### Texte fourni:
Et le sociologue de pointer un décalage entre une société qui valorise les parcours sans faute et cette aspiration à l’autonomie toujours plus forte chez les jeunes Français. « L’Allemagne, les pays scandinaves et anglo-saxons fascinent cette génération, car ils sont davantage ouverts sur la question du temps », assure le chercheur.

« Les jeunes font face à une double injonction : choisir sa vie et le faire rapidement, alors que le monde du travail est instable, précaire, flexible » Maria Eugenia Longo, chercheuse

Dans un contexte de plus grande incertitude sociale, institutionnelle et environnementale, les parcours de vie ne peuvent pas ressembler à des fleuves tranquilles. « Les jeunes font face à une double injonction : choisir sa vie et le faire rapidement, alors que le monde du travail est instable, précaire, flexible », pointe Maria Eugenia Longo, professeure et chercheuse à l’Institut national de la recherche scientifique et cotitulaire de la toute nouvelle chaire de recherche sur la jeunesse du Québec.

Prendre son temps devient alors une manière de contrer l’urgence avec laquelle on invite les jeunes à prendre des décisions. Une manière de s’ancrer avec profondeur et aplomb dans une vie qui conviendra à l’individu.

### Données brutes:
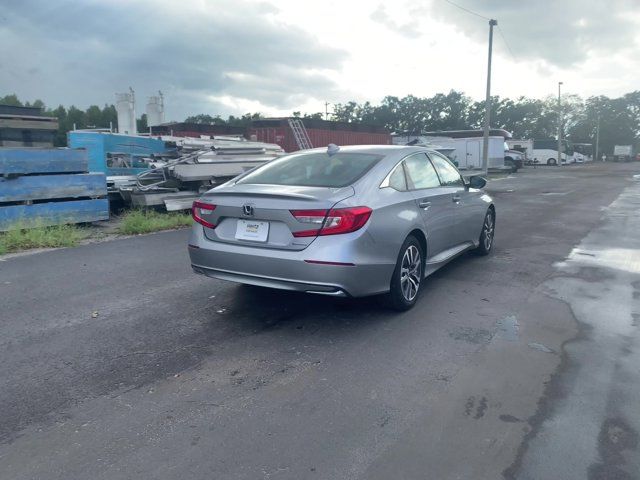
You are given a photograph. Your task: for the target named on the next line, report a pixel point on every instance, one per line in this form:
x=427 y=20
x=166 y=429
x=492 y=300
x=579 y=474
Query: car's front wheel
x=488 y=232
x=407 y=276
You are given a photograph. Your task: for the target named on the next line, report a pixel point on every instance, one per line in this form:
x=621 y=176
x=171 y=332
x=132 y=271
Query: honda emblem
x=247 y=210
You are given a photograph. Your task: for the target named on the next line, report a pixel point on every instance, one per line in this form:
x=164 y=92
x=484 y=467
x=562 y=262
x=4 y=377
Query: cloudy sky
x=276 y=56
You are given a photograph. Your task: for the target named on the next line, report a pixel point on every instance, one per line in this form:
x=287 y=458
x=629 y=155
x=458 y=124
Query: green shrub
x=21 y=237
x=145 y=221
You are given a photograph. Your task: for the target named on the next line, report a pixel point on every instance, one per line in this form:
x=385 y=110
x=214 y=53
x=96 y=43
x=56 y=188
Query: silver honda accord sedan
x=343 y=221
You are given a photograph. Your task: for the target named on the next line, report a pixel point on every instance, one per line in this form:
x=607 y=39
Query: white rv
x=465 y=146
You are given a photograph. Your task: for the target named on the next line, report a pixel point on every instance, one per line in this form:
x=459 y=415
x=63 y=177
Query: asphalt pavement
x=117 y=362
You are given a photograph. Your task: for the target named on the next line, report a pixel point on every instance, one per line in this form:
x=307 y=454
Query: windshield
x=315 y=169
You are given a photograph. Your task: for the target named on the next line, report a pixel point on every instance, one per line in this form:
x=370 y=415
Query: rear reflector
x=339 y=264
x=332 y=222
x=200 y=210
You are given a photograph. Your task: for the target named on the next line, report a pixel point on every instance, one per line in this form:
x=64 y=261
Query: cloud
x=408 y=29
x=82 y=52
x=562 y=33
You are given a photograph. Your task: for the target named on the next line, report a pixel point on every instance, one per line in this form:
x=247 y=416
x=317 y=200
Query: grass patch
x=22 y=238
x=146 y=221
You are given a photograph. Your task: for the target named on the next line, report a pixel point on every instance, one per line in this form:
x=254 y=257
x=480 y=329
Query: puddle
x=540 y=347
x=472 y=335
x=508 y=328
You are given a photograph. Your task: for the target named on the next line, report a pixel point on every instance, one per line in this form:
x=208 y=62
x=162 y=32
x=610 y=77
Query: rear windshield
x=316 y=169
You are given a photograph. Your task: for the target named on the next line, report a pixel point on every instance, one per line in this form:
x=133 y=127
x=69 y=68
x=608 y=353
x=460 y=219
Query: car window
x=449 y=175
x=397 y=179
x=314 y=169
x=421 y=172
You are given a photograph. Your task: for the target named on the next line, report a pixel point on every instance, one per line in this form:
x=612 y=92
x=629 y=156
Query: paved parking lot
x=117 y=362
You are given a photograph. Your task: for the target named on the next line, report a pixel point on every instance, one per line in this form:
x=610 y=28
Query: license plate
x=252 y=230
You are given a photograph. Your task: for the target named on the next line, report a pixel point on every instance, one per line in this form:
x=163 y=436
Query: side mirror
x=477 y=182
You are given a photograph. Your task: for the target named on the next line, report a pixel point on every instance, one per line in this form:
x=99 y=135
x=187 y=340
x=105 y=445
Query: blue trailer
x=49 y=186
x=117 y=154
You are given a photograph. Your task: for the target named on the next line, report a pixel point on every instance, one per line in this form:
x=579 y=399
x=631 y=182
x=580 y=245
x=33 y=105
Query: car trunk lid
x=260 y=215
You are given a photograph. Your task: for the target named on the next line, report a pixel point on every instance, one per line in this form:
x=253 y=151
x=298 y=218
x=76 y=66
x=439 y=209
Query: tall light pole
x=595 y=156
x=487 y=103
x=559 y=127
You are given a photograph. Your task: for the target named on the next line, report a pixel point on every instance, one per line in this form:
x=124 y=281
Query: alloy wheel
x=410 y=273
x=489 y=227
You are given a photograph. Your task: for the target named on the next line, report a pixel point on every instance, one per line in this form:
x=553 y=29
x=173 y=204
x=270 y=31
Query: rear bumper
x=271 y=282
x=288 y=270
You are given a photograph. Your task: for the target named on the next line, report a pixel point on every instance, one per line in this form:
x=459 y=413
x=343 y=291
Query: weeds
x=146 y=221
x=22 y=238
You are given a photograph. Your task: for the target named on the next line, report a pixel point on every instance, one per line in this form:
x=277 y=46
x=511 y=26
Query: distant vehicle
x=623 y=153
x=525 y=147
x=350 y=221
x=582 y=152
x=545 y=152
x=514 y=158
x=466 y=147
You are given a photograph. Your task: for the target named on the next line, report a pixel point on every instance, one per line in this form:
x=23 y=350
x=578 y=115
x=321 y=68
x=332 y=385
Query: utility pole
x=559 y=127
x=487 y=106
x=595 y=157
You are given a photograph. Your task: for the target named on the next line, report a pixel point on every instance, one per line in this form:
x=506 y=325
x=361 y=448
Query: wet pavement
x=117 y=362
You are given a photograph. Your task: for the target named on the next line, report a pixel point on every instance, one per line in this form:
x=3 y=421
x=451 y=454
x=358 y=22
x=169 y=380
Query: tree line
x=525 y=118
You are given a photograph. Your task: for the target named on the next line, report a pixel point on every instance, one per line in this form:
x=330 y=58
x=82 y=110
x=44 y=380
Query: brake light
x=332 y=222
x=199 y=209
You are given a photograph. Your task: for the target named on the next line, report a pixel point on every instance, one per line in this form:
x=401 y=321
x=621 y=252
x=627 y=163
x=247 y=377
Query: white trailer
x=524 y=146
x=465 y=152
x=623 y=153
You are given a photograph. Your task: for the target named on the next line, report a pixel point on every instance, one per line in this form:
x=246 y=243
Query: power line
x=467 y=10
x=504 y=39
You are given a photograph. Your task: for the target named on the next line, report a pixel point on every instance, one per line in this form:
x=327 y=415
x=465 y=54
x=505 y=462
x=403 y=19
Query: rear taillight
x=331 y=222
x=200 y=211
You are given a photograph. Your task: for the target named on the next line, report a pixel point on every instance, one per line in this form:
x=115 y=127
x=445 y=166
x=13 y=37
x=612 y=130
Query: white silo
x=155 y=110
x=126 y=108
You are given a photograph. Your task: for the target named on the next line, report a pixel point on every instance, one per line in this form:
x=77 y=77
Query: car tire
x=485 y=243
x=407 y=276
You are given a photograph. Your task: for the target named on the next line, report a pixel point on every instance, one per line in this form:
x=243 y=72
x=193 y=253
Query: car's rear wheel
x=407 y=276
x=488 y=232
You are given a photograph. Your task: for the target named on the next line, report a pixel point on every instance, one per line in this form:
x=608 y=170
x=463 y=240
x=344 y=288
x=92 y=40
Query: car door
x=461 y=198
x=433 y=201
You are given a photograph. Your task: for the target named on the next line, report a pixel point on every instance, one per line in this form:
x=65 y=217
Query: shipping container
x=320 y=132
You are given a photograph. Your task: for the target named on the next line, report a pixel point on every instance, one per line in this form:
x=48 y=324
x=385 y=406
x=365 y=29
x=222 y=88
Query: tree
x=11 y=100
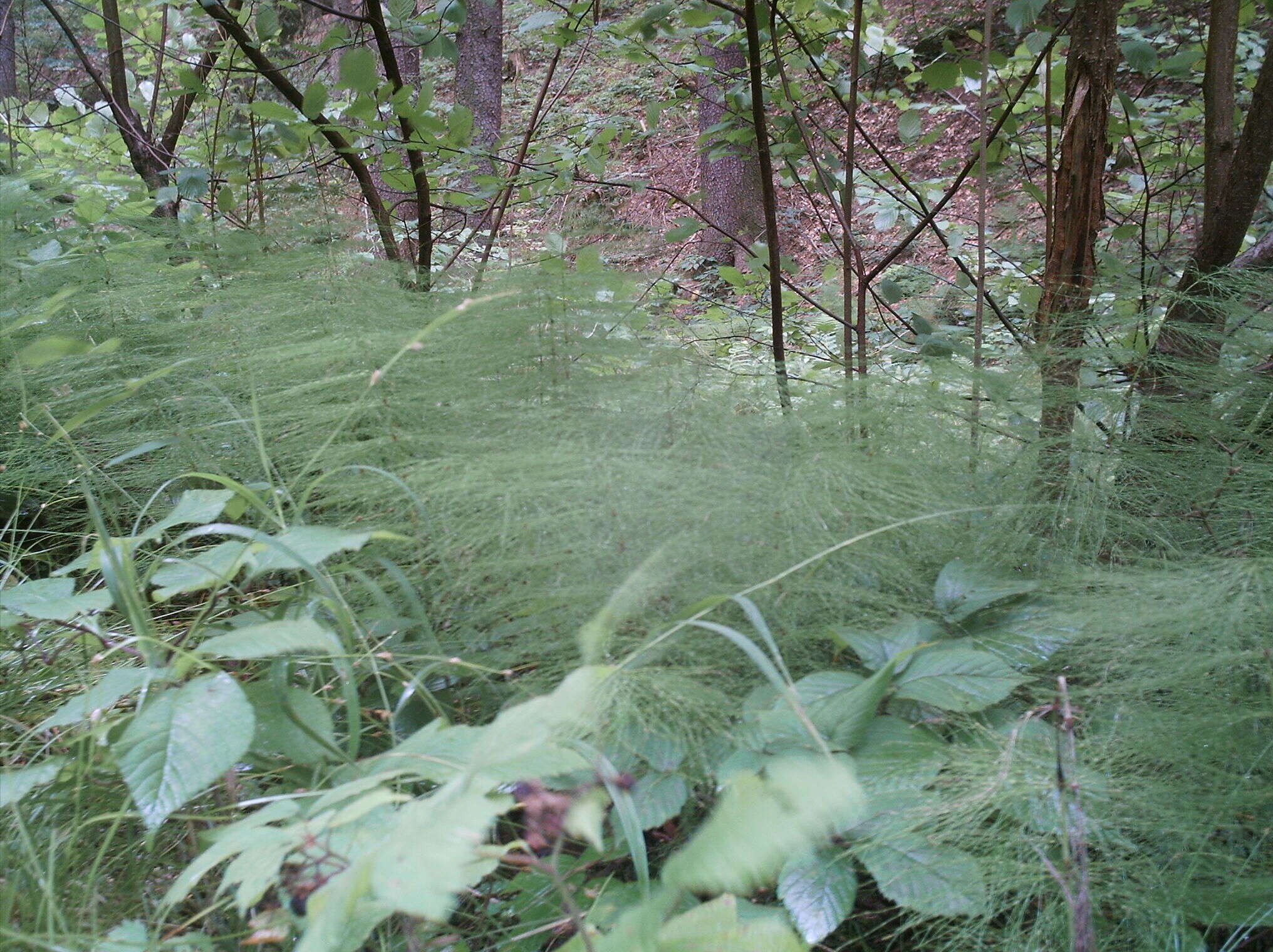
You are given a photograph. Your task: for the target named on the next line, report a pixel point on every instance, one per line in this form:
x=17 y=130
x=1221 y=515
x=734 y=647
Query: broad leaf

### Consigne:
Les affirmations suivantes concordent-elles avec le texte fourni ? Répondez par oui ou par non, en citant à l'identique les mots du texte qui tranchent.
1. Maria Eugenia Longo est professeure et chercheuse à l'Institut national de la recherche scientifique.
2. Selon le sociologue, la société valorise les parcours où l'on prend son temps.
3. D'après Maria Eugenia Longo, le monde du travail est stable.

### Corrigé:
1. Oui : « professeure et chercheuse à l’Institut national de la recherche scientifique »
2. Non : « une société qui valorise les parcours sans faute »
3. Non : « le monde du travail est instable, précaire, flexible »